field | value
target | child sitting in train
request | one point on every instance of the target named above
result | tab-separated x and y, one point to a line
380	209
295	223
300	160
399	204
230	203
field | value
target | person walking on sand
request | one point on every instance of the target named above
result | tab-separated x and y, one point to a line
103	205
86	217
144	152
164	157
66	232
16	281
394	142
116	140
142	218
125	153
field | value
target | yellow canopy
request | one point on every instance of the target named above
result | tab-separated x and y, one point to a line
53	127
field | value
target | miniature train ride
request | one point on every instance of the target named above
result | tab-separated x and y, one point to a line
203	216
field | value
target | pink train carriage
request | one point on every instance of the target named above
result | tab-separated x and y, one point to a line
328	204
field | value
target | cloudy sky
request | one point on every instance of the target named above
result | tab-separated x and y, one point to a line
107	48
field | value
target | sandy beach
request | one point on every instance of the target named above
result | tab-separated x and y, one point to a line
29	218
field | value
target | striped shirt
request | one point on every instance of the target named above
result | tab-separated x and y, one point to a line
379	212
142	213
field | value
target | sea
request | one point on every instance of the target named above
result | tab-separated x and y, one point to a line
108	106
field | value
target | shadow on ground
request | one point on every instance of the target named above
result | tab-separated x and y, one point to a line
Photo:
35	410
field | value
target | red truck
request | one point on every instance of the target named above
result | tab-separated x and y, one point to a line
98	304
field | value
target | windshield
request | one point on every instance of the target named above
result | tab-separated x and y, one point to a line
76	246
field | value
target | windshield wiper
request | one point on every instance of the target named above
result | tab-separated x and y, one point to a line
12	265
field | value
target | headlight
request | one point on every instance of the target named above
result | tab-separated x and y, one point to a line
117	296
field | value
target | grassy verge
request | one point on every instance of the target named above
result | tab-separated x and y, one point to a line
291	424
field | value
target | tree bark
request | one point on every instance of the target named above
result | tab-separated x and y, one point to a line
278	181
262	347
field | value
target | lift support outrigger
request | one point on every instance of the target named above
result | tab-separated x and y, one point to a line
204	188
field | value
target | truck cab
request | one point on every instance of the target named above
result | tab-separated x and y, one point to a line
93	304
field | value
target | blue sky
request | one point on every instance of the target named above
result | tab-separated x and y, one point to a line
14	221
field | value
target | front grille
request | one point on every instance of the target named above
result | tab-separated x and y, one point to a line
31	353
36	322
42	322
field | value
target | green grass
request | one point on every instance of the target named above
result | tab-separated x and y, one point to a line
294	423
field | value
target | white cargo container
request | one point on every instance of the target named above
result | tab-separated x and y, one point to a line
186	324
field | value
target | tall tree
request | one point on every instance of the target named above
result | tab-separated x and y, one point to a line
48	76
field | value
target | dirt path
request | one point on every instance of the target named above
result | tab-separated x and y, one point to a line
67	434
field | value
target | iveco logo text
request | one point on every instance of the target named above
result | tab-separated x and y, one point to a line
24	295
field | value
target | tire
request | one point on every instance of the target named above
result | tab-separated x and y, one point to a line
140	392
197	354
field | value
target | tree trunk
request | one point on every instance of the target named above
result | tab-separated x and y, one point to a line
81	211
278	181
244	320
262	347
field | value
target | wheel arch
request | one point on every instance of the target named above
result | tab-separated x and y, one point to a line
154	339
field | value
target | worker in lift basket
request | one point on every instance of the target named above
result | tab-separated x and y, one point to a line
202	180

What this task involves.
Would you repeat each line above exactly as it stands?

Finished exercise.
field | value
target | child sitting in train
request | one point on every instance of the target named above
result | tab-separated x and y, one point to a line
380	209
295	223
300	160
399	204
230	203
field | value
target | person walking on sand
request | one point on every instance of the target named above
result | tab-separated x and y, one point to a line
103	205
86	217
144	152
164	157
66	232
16	281
394	142
116	140
142	218
125	153
field | value
target | yellow canopy
request | one point on every instance of the target named above
result | tab-separated x and y, one point to a line
53	127
field | value
target | miniature train ride
request | one point on every instance of the target named above
result | tab-separated x and y, one point to a line
203	216
field | value
target | pink train carriage
request | one point on every instance of the target named above
result | tab-separated x and y, one point to a line
328	204
field | value
target | cloudy sky
request | one point on every instance of the target named above
result | tab-separated x and y, one point to a line
107	48
field | value
target | sandy beach
request | one point on every instance of the target named above
result | tab-separated x and y, one point to a line
29	218
field | value
target | striped shirt
request | one point on every instance of the target named above
result | tab-separated x and y, one point to a line
379	212
142	213
field | value
target | sea
request | one point on every instance of the target named above
result | tab-separated x and y, one point to a line
108	106
field | value
target | shadow on ground
request | one point on every instance of the target named above
result | tab-separated x and y, one point to a line
Photo:
35	410
field | value
target | red truck
request | one point on every instance of the target named above
result | tab-separated x and y, one point to a line
98	304
field | value
target | windshield
request | one point on every instance of the target named above
result | tab-separated x and y, one point to a line
76	246
field | value
target | windshield wiper
request | one point on every instance of the target named above
result | tab-separated x and y, one point to a line
12	265
field | value
target | headlight
request | one point on every instance of the target named above
result | tab-separated x and y, one point to a line
117	296
field | value
target | grassy verge
request | one point on every instance of the target named above
result | tab-separated x and y, one point to a line
291	424
field | value
target | tree bark
request | one point on every instance of the target named above
result | tab-separated x and y, one point to a line
278	181
262	347
field | value
target | lift support outrigger
request | one point on every instance of the target named above
result | tab-separated x and y, one point to a line
204	188
field | value
target | truck cab
request | one point on every instance of the target named above
result | tab-separated x and y, one point to a line
93	304
field | value
target | blue sky
request | one point on every instance of the target named above
result | tab-separated x and y, one point to a line
14	221
field | value
target | front grille
request | one point on every instance of the target named above
result | tab-separated x and y, one point to a line
31	353
36	322
42	322
field | value
target | green grass
request | one point on every instance of the target named above
result | tab-separated x and y, one point to a line
294	423
field | value
target | white cargo container
request | one point on every instance of the target named above
result | tab-separated x and y, one point to a line
186	324
field | value
target | tall tree
request | one point on every instance of the target named above
result | tab-separated x and y, one point to a line
48	76
field | value
target | dirt path
request | one point on every instance of the target named above
result | tab-separated x and y, one point to a line
67	434
field | value
target | iveco logo text
request | one point on every instance of the target named above
result | tab-separated x and y, one point to a line
24	295
field | value
target | tire
request | one point on every instance of the target named above
result | tab-separated x and y, one point to a line
140	392
197	354
field | value
target | tree trunk
request | one point on every instance of the target named above
result | tab-separated x and y, one point to a line
81	211
278	181
244	320
262	347
field | value
target | wheel arch
request | one point on every instance of the target named above
result | tab-separated x and y, one point to a line
154	339
field | value
target | worker in lift basket
request | one point on every instance of the target named above
result | tab-separated x and y, one point to a line
202	180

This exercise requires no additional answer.